Material provided: Begin

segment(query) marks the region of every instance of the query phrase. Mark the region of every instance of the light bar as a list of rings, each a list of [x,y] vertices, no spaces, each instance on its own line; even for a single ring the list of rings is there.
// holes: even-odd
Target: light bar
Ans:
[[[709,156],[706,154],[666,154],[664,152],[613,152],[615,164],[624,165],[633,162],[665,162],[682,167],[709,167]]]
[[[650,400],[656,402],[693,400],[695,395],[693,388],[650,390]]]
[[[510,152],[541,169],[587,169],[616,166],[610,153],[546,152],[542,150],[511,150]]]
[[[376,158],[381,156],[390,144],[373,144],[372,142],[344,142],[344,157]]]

Material provided: End

- _What you should do_
Some lines in the data above hold the string "light". Find and copy each of them.

- _Answer section_
segment(query) marks the region of every instance of the query phrase. Mark the region of every instance of the light bar as a list of rings, each a list of [x,y] vertices, no spaces, each instance on its own line; even for a single ring the list of rings is there.
Target: light bar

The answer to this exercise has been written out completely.